• REQUIRED TASK: Count the lines below that contain the word "table" and give only that number.

═════ SUPPLIED MATERIAL

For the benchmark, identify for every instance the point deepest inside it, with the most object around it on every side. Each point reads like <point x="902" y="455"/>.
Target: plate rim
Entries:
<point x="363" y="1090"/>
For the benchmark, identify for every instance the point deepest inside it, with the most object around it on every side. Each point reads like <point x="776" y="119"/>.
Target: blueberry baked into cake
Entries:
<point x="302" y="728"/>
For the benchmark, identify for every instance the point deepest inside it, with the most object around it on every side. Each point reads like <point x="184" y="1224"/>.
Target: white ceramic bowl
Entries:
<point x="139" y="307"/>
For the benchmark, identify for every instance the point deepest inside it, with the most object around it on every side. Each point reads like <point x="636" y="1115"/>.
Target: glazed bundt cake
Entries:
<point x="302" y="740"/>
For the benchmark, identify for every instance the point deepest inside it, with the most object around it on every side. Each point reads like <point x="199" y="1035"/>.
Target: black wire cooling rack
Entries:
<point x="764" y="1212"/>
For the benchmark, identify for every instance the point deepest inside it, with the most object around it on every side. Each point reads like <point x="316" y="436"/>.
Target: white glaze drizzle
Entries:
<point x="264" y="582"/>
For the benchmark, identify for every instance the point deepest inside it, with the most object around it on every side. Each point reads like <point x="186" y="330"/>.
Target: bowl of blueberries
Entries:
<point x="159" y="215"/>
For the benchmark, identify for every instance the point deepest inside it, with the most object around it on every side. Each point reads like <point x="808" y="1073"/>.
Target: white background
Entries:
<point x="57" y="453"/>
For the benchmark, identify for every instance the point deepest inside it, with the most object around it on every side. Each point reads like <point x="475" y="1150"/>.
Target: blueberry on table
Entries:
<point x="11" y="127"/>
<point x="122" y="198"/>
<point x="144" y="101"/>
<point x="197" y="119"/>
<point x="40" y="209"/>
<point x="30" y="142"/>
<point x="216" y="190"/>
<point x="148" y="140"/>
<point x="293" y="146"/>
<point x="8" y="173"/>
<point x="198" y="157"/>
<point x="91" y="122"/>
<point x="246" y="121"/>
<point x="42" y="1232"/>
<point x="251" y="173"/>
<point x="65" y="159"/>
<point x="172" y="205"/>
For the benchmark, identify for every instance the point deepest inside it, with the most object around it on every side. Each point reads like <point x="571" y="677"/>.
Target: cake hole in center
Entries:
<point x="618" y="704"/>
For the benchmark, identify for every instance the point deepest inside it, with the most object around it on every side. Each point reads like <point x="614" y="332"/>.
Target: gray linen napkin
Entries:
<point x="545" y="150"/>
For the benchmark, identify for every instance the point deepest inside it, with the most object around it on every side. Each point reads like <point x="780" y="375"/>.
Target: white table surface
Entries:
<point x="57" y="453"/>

══════════
═════ SUPPLIED MATERIAL

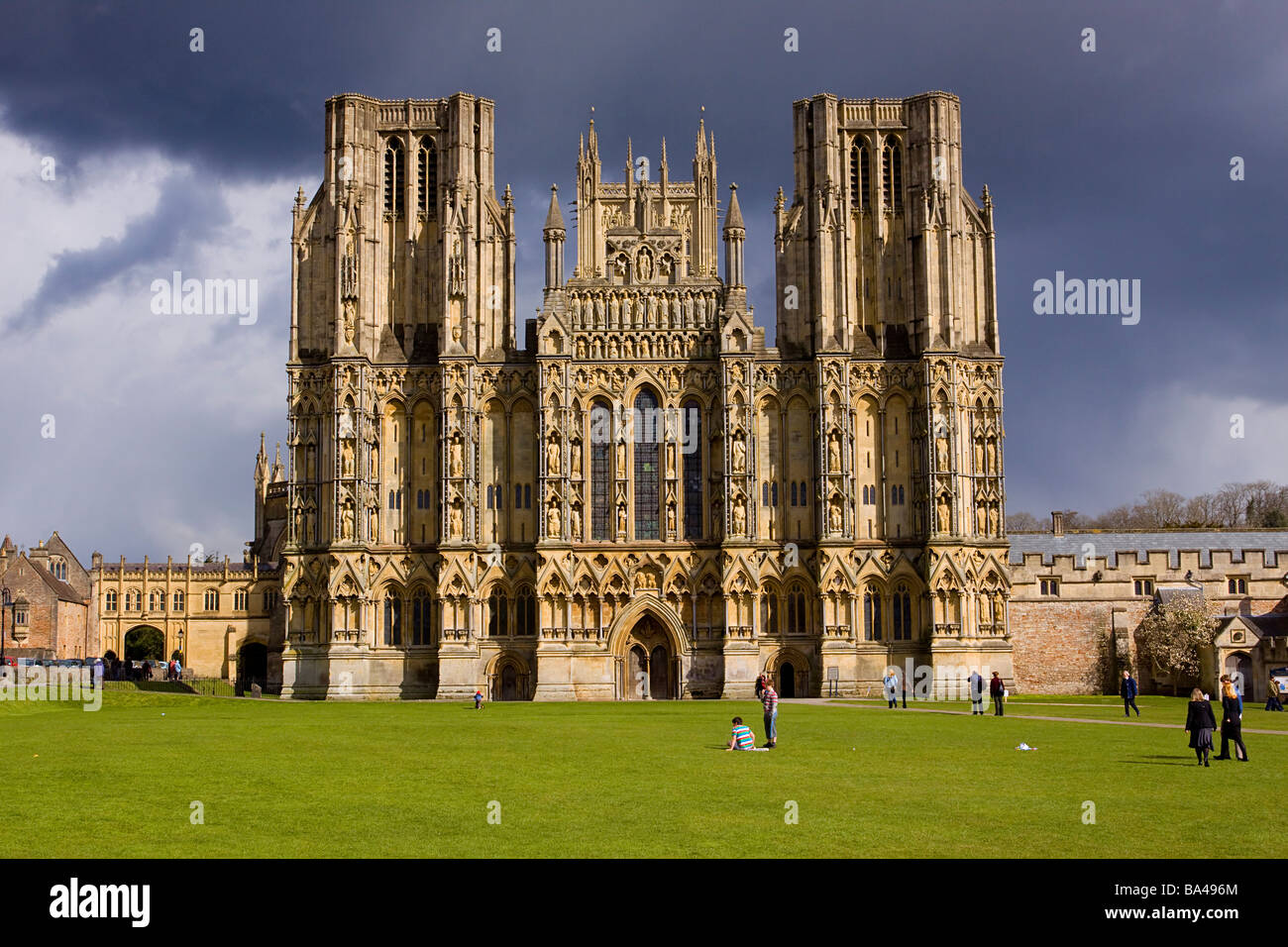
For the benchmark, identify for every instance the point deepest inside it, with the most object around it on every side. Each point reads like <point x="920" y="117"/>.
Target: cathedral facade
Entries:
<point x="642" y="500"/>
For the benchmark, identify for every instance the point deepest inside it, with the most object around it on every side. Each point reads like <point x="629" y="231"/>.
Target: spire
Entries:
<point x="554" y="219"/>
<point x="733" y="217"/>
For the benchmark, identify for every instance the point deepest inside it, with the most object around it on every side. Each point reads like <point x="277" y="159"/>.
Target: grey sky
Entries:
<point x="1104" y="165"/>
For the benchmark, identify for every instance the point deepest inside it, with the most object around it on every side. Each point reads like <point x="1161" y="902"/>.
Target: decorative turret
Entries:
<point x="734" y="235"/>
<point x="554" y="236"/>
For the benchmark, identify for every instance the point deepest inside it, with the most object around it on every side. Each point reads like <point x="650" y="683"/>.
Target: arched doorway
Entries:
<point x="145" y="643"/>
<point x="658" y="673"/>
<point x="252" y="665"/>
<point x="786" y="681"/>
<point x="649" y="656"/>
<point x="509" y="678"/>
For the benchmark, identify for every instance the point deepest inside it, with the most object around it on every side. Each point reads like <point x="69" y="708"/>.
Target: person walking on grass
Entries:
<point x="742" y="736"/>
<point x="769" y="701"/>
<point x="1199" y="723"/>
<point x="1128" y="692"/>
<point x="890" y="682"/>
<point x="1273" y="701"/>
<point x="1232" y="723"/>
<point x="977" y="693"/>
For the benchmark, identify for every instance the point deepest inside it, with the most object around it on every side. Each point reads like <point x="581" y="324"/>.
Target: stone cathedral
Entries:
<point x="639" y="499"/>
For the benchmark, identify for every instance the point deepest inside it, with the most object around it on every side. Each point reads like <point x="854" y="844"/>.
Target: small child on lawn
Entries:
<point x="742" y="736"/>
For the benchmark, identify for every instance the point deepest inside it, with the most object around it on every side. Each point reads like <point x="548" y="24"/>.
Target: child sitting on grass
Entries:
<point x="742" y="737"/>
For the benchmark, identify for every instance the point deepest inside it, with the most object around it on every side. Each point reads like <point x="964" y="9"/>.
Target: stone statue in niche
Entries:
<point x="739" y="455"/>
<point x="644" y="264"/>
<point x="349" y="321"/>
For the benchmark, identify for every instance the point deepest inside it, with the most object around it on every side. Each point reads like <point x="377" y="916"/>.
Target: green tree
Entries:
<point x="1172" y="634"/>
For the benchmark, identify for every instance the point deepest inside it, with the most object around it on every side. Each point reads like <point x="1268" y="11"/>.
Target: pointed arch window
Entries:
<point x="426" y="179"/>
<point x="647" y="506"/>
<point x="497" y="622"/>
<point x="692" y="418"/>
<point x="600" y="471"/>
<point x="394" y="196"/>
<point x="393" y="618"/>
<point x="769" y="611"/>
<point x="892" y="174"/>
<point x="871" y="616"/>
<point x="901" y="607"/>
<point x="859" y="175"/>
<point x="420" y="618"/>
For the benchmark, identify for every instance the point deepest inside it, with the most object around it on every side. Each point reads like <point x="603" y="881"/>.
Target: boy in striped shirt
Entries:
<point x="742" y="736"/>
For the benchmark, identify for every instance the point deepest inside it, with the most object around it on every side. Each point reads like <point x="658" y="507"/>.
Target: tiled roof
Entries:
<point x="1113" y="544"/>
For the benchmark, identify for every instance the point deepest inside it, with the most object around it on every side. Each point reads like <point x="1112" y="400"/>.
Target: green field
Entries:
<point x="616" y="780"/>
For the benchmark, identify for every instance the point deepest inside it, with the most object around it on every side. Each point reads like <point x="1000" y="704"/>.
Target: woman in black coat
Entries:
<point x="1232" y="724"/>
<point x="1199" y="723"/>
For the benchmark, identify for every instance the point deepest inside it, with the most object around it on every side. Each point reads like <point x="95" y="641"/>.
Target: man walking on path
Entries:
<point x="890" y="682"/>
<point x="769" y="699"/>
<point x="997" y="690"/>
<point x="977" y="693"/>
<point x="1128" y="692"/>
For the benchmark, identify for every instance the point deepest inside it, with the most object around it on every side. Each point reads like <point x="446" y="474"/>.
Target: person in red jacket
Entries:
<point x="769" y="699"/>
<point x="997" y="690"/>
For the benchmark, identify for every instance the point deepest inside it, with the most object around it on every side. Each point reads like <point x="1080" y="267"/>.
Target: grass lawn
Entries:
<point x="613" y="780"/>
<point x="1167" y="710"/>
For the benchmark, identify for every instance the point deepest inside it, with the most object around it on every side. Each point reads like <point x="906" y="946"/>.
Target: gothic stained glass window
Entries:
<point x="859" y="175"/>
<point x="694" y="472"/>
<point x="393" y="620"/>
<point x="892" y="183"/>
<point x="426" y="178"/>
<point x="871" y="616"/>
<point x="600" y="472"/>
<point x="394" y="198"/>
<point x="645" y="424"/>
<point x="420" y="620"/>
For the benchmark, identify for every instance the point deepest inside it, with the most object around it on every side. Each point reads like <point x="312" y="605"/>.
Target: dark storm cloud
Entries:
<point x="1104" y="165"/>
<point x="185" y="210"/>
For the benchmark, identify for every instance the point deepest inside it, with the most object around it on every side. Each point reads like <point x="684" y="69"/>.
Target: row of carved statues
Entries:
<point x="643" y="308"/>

══════════

• WORKED ANSWER: 2